Records pointing to named objects ▸
####

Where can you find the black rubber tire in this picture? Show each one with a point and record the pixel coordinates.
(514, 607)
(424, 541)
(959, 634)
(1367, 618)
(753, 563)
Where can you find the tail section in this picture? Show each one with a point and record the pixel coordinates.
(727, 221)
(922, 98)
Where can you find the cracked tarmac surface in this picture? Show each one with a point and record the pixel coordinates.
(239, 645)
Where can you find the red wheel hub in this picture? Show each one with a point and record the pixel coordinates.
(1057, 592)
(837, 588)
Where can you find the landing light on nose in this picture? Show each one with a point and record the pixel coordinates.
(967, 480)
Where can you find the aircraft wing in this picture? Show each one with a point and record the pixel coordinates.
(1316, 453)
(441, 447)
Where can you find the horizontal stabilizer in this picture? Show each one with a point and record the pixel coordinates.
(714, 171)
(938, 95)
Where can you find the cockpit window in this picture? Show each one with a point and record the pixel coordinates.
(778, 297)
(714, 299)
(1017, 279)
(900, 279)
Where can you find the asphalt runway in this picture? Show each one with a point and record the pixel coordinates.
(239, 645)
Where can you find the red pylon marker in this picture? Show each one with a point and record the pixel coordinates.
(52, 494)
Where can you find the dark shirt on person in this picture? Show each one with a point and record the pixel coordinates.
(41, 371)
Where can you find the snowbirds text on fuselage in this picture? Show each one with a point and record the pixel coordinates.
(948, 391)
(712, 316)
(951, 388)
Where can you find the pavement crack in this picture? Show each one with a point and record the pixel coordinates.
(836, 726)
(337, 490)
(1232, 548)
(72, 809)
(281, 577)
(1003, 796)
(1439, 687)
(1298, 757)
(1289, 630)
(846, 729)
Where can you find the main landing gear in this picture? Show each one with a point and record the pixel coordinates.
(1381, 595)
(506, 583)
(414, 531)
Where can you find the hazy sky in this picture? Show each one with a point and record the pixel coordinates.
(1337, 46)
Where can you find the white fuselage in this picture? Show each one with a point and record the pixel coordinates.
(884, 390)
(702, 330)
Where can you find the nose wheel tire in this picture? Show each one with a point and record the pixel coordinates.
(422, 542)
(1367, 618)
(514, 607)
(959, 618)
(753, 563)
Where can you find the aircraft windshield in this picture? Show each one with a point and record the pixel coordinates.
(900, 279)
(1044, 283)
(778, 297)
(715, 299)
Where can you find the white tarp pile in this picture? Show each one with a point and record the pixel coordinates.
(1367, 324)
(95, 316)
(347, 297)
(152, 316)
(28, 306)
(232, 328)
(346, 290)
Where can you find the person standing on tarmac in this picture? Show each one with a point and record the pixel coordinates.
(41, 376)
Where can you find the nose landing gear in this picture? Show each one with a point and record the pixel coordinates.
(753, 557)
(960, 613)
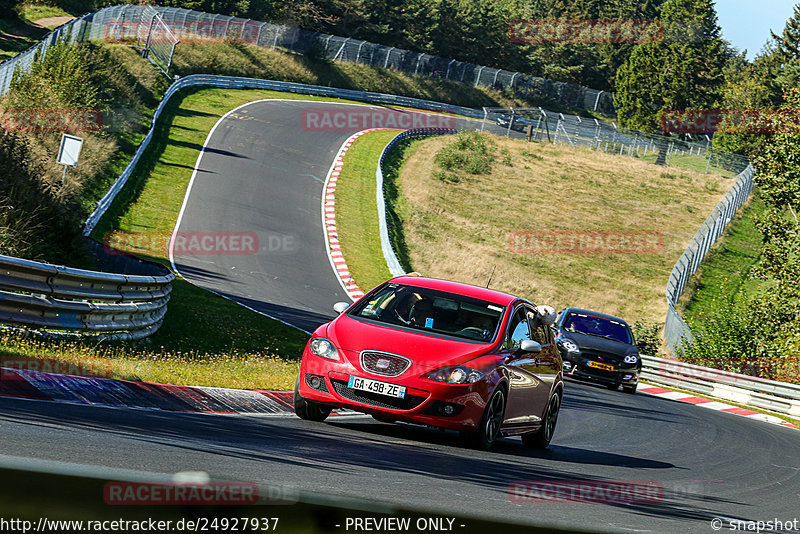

####

Task goal ▸
Which lines of the material above contain the string "tire"? Return each of them in full.

Answer to this task ▸
Where can you find the black rubber tire in this picture? Show each one with a point and record the pixel coordinates.
Where can you find the nose wheel tire in this picture? Show each one with a point and record the pixel coordinates.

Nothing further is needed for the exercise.